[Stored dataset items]

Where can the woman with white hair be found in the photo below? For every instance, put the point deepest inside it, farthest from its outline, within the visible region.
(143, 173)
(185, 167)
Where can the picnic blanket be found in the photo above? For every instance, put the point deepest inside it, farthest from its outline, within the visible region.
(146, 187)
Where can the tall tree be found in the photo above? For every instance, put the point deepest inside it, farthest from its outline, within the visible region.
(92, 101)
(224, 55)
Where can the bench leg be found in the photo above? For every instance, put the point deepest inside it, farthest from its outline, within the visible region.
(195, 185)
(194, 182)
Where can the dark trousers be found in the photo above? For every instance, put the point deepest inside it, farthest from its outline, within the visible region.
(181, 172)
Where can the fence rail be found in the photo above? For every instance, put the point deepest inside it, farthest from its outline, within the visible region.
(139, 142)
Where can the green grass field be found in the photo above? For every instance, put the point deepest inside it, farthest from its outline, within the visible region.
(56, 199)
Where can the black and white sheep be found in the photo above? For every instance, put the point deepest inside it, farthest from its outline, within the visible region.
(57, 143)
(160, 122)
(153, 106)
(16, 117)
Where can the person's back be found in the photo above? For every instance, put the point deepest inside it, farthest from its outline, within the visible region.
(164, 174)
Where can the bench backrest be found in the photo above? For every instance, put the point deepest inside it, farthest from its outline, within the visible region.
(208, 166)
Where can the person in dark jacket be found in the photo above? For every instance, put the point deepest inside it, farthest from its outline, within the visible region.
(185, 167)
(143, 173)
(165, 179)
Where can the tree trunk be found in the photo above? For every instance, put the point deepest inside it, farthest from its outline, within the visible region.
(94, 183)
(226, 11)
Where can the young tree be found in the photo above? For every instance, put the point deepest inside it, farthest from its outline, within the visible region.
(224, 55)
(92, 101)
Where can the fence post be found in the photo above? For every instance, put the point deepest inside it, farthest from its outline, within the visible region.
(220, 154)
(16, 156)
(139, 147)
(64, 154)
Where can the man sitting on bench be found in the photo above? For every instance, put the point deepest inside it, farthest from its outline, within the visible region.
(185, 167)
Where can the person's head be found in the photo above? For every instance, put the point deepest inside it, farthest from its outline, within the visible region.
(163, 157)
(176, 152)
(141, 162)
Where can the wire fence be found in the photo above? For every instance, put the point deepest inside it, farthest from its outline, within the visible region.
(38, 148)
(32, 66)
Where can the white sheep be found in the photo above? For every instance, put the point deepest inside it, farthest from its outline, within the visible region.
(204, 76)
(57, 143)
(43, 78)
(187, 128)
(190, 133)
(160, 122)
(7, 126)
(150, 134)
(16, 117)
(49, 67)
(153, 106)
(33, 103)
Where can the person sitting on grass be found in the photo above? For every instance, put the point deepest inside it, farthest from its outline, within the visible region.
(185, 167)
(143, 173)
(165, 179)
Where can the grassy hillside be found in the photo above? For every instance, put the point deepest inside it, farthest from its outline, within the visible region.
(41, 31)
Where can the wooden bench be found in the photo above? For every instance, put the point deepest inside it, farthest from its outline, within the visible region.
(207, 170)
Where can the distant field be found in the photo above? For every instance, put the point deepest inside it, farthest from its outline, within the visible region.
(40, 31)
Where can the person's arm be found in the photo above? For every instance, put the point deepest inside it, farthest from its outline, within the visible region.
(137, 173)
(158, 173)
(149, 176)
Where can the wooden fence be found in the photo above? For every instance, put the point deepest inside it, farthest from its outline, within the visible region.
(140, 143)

-- Assignment --
Exactly as given, restate all the lines above.

-- Solved problem --
Where can the woman with white hair be found in the photo below? For every instance, put the point deepest inside it, farthest from its outline, within the visible region.
(143, 173)
(185, 167)
Where can the picnic blanket be found in the photo above? For every instance, put the point deepest inside it, farthest from its outline, within the visible region.
(146, 187)
Where can the tall tree be found in the photo above? For every instance, put the point deepest inside it, farthest from its outline, within the visible region.
(92, 101)
(224, 55)
Where can the bench leg be found in the photo above? For every instance, put the point deepest inside it, farthest from its outline, within the visible region.
(195, 185)
(194, 182)
Where can the dark trousers be found in the photo above? For every instance, put the point deepest inside it, farthest from its outline, within the visible region.
(181, 172)
Where can the fence rail be found in the photo above? For every instance, put the point deepest inside it, farthest from its outline, within the visible region.
(139, 142)
Where can the green grass field be found in the photo above? For every instance, put the point deepest inside it, farthest from its outline, within the visible region.
(56, 199)
Where can the black and white sheep be found in the photo above? For every instance, put the point deepest inside it, farthest from its outline, within the visible region.
(57, 143)
(160, 122)
(153, 106)
(16, 117)
Where can the person's back be found in the photo above? For every instance, put the point deepest inside it, farthest from its outline, within the visible region.
(164, 174)
Where can the bench backrest be found in the photo above? For every instance, put the point deepest inside it, farthest from its outline, within the visible region.
(208, 166)
Where can the person in dark jacket be found in the photo above? For every instance, put the point deepest inside it, farthest from its outline, within the visible region.
(185, 167)
(143, 173)
(165, 179)
Where can the tree trunk be found in the photo above? For every instance, put the point deepest inside it, farthest from its outline, within the visible region.
(94, 183)
(226, 11)
Where can the young tree be found in the photo above? For every instance, put the point deepest inside it, farthest from its outline, within the visible region.
(224, 55)
(92, 101)
Where can the fence post be found in the photo above? For every instance, put the point deepest inside it, farthest from its outline, within the visible region.
(220, 154)
(16, 156)
(139, 147)
(64, 154)
Where can the man sitting on bench be found in the photo above? For every instance, put the point deepest inside it, farthest from its outline, within the visible region.
(185, 167)
Where can the person's head be found in the photo above? For every instance, put the point deepest inside it, farthest from its outline, within the visible region.
(163, 157)
(176, 152)
(141, 162)
Where can the wire fence be found in the photo above? For every instance, put the point deepest inside it, farthest from its outline, within the visible region.
(38, 148)
(32, 66)
Where can the white sheep be found in the photo above? For every instance, put the point deepest inside it, farthest from its outline, within the visible region.
(204, 76)
(57, 143)
(43, 78)
(187, 128)
(190, 133)
(160, 122)
(7, 126)
(150, 134)
(16, 117)
(49, 67)
(153, 106)
(33, 103)
Where can the person sitting on grass be found in the photo above? For every instance, put the point deepest inside it, farthest from its outline, within the visible region.
(185, 167)
(143, 173)
(165, 179)
Where can the grassy hillside be found in the photo above? For every instance, put the point deepest inside it, farthest from its outline, within the visible region.
(41, 31)
Where can the wooden bench be found in the photo above? For every instance, put the point deepest inside it, farthest from its outline, within the visible region.
(207, 170)
Where can the distant field be found in the photo above? For every instance, put the point deepest inside it, farthest from its outline, within the visible region.
(40, 31)
Where can the person's arm be found in the photo above? For every instance, put the point deepest inside it, farthest from its outline, within the visible region.
(137, 173)
(158, 173)
(149, 176)
Where can the wooden fence be found in the photo above? For every instance, put the point deepest inside it, farthest from its outline, within the visible region.
(140, 143)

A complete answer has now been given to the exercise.